5) When your small grill rotisserie motor does not have the power to turn the lamb, curse momentarily, and then get creative. We tied some twine to the neck and positioned the lamb on its side over the fire, then secured the twine at that angle on the top post of the spit rack. The lamb only needed to be repositioned about every 30 minutes.

6) Every time you reposition the lamb, make sure to baste liberally with the olive oil mixture. I make a “mop” out of a stick and some strips of a dishrag. You can also buy mini mops at BBQ supply stores.

7) Your lamb should be done in about 3-4 hours, but the best way to check is with a meat thermometer. Stick it in the thickest part of one of the legs, and also in one of the shoulders. 145˚ means medium-rare. 155˚ is medium. 165˚ is well-done. Once mine hit mid-rare, I boosted the coals underneath, basted it up, and positioned the critter on each side for about 10 minutes to crisp up the skin.

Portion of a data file

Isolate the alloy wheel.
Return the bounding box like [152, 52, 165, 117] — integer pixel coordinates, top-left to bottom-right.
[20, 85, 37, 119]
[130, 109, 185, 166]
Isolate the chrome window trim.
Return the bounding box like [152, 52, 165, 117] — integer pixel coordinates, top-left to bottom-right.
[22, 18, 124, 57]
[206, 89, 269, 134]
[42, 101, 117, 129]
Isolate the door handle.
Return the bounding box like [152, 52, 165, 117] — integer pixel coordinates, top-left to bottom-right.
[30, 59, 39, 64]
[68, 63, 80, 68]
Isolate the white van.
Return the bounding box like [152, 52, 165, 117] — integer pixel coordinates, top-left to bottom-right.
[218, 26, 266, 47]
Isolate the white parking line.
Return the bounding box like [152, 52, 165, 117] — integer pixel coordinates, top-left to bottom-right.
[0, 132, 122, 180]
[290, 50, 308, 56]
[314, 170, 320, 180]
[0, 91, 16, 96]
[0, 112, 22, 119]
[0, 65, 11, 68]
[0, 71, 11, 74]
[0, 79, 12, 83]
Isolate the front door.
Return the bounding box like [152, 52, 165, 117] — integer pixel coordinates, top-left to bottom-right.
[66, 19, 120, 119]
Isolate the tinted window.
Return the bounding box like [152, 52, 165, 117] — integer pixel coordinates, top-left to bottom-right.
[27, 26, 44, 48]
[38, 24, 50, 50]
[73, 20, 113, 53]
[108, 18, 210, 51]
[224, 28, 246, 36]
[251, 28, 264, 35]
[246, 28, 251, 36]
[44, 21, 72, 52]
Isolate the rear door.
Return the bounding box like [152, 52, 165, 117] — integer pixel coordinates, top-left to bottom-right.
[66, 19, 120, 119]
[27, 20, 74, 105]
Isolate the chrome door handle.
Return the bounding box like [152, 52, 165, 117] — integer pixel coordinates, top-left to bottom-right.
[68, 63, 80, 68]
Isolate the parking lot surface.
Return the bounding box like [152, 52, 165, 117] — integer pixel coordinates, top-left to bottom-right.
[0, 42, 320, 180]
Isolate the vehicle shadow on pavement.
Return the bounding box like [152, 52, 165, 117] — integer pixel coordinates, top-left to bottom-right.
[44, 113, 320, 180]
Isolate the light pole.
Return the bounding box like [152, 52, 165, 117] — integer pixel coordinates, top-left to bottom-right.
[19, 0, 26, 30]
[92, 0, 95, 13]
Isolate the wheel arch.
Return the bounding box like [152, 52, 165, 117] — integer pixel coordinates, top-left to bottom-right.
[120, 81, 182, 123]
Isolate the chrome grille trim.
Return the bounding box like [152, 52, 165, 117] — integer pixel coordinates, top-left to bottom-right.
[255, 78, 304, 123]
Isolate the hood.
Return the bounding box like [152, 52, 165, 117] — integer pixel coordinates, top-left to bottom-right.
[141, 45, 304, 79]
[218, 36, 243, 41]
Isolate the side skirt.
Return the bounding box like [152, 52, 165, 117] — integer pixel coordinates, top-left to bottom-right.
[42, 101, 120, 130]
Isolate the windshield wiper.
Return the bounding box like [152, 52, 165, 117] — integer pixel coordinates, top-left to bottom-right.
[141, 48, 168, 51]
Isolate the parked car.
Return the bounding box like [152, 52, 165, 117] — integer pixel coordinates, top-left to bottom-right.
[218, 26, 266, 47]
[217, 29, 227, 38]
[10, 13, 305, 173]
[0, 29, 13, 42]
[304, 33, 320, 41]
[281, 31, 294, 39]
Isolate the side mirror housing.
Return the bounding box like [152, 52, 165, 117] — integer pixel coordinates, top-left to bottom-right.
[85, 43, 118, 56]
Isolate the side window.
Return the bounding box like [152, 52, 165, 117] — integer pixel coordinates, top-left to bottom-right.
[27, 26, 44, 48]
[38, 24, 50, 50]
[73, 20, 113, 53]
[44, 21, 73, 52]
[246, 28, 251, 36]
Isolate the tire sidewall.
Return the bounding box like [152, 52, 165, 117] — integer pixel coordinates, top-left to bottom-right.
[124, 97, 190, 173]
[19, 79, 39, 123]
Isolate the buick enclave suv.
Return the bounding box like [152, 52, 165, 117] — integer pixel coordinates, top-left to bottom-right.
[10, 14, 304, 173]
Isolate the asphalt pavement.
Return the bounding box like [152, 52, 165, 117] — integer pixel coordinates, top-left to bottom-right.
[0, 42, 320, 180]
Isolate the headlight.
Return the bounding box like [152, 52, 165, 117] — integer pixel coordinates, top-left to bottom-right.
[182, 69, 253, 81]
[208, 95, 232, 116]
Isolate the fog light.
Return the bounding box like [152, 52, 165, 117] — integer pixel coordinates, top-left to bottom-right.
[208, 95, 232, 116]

▶ **Instructions**:
1. Output the stretch of the lamb-roasting text from "7) Your lamb" through "up the skin.", word for word.
2. Translate this sentence from the lamb-roasting text into French: "The lamb only needed to be repositioned about every 30 minutes."
The records stand apart from the lamb-roasting text and are material of their own.

▶ **Results of the exercise**:
1.
7) Your lamb should be done in about 3-4 hours, but the best way to check is with a meat thermometer. Stick it in the thickest part of one of the legs, and also in one of the shoulders. 145˚ means medium-rare. 155˚ is medium. 165˚ is well-done. Once mine hit mid-rare, I boosted the coals underneath, basted it up, and positioned the critter on each side for about 10 minutes to crisp up the skin.

2. Il suffisait de repositionner l'agneau environ toutes les 30 minutes.